> Consignes
**1)** Résumez en deux phrases l'extrait sur la requête de l'EURL Auto Ecole Les Plagnes.
**2)** Donnez la suite de l'extrait sur la requête de l'EURL Auto Ecole Les Plagnes, en commençant après sa dernière phrase.

> Extrait choisi
────────────────────

Procédure devant la cour
Par une requête enregistrée le 20 mai 2015, l'EURL Auto Ecole Les Plagnes, représentée par Me A..., demande à la cour :
1°) d'annuler ce jugement du tribunal administratif de Grenoble, en date du 23 mars 2015 ;
2°) de lui accorder la décharge des impositions restant à sa charge et des pénalités y afférentes ;
3°) de mettre à la charge de l'Etat une somme de 3 000 euros au titre de l'article L. 761-1 du code de justice administrative.
Elle soutient que :
- la procédure est entachée d'irrégularités ; le droit de communication a été exercé illégalement, le gestionnaire du logiciel ne faisant pas partie des personnes susceptibles d'être interrogées sur le fondement des dispositions de l'article L. 81 du livre des procédures fiscales ; pour exercer le droit de communication la formalité de l'envoi d'un avis de passage prévue par la doctrine BOI-CF-COM-10-10-20 du 12 septembre 2012 § 80 n'a pas été respectée ; l'administration fiscale se borne à affirmer que la demande d'intervention n'a pas été effectuée sur son initiative mais à la demande du contribuable sans en apporter la preuve qui lui incombe ;
- une telle pratique (BOI-CF-COM-10-10-10, 12 septembre 2012 §190) offre très peu de garanties au contribuable ; à défaut pour l'administration d'apporter la preuve qu'elle a précisé au destinataire de la demande les conditions de celle-ci, le gestionnaire du logiciel a été induit en erreur sur l'étendue de ses obligations à l'égard de l'administration ;
- l'avis de mise en recouvrement du 14 décembre 2010 qui se borne à mentionner la base légale du seul intérêt de retard sans mentionner la base légale du rappel de taxe sur la valeur ajoutée comme l'exige l'article R. 256-1 du livre des procédures fiscales, qui doit permettre au contribuable d'une façon éclairée de formuler ses observations, est entaché d'irrégularité, comme le précise la doctrine administrative BOI-REC-PREA-10-10-20 §310 du 12 septembre 2012 ;
- la méthode de reconstitution est impropre à justifier les redressements ; les écarts constatés ne constituent pas des recettes omises.

────────────────────

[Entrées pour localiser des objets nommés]
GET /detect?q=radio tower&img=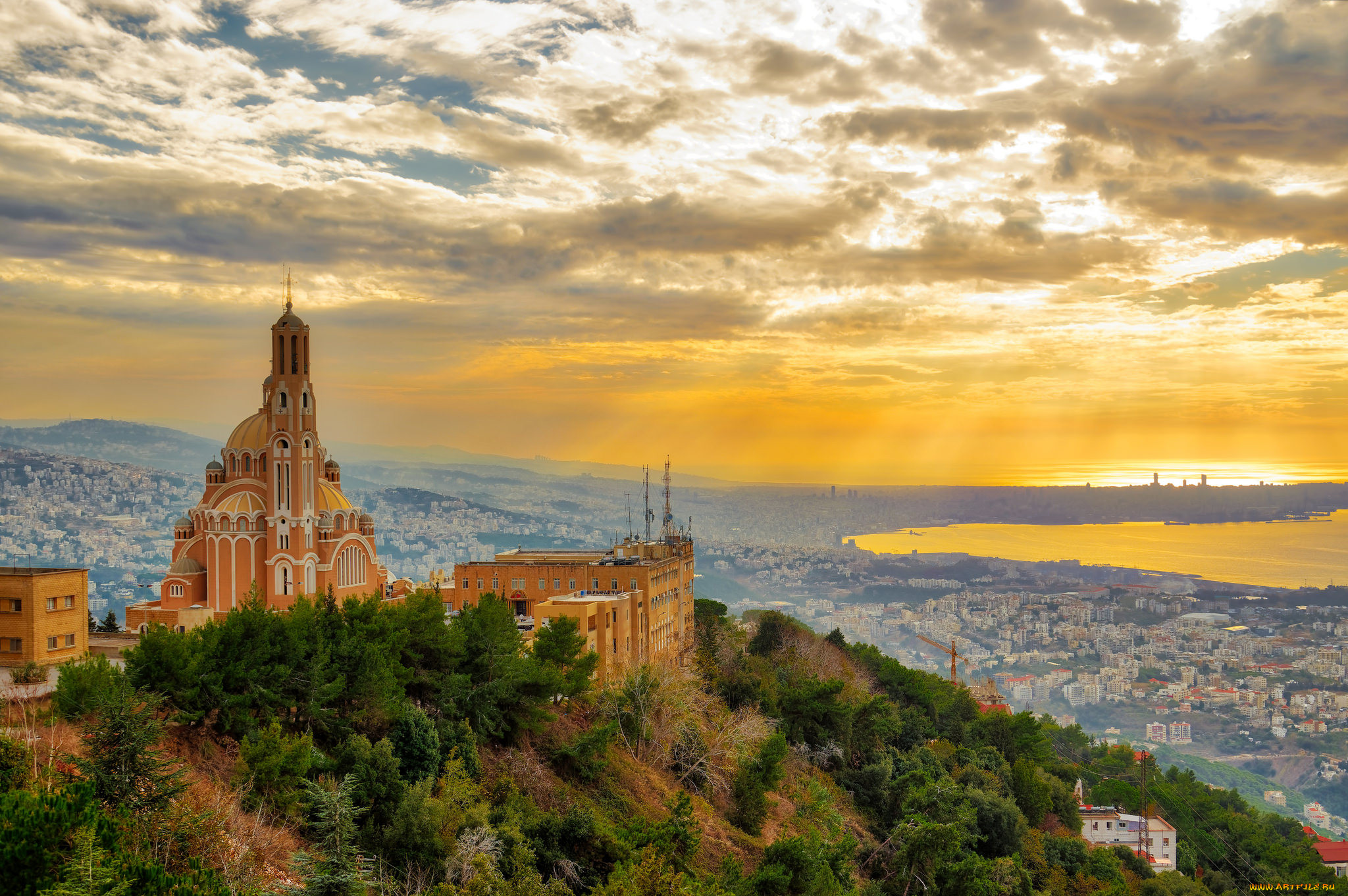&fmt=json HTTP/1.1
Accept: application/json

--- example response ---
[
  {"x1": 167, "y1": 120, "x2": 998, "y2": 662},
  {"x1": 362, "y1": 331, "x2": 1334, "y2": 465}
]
[
  {"x1": 642, "y1": 464, "x2": 654, "y2": 541},
  {"x1": 661, "y1": 454, "x2": 674, "y2": 539}
]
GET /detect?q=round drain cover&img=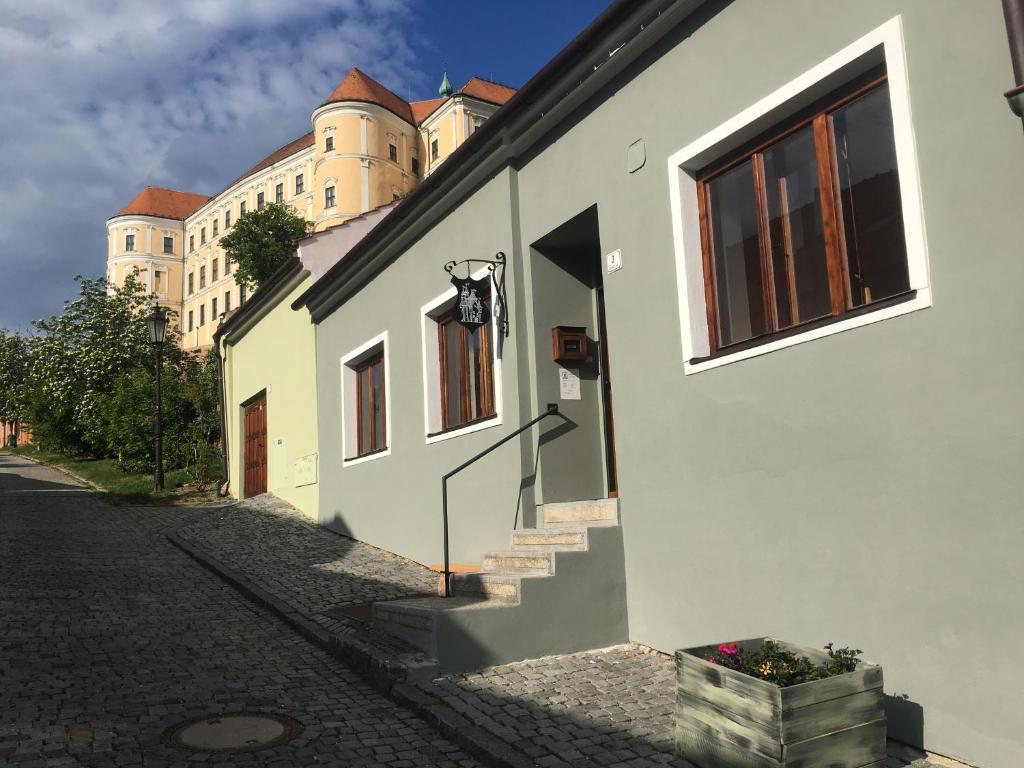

────────────────────

> Réponses dans l'ordre
**1)** Par une requête enregistrée le 20 mai 2015, l'EURL Auto Ecole Les Plagnes demande à la cour d'annuler le jugement du tribunal administratif de Grenoble du 23 mars 2015, de lui accorder la décharge des impositions restant à sa charge et des pénalités y afférentes, et de mettre à la charge de l'État une somme de 3 000 euros. Elle soutient que la procédure est entachée d'irrégularités, notamment dans l'exercice du droit de communication et dans l'avis de mise en recouvrement du 14 décembre 2010, et que la méthode de reconstitution est impropre à justifier les redressements.

**2)**
Par un mémoire en défense, enregistré le 4 septembre 2015, le ministre des finances et des comptes publics conclut au rejet de la requête ;
Le ministre soutient qu'aucun des moyens soulevés par la requérante n'est fondé ;
Par une ordonnance du 25 avril 2016, la clôture d'instruction a été fixée au 13 mai 2016.
Vu les autres pièces du dossier ;
Vu :
- le code général des impôts et le livre des procédures fiscales ;
- le code de justice administrative ;
Les parties ayant été régulièrement averties du jour de l'audience.
Après avoir entendu au cours de l'audience publique :
- le rapport de Mme Terrade, premier conseiller,
- et les conclusions de M. Besse, rapporteur public.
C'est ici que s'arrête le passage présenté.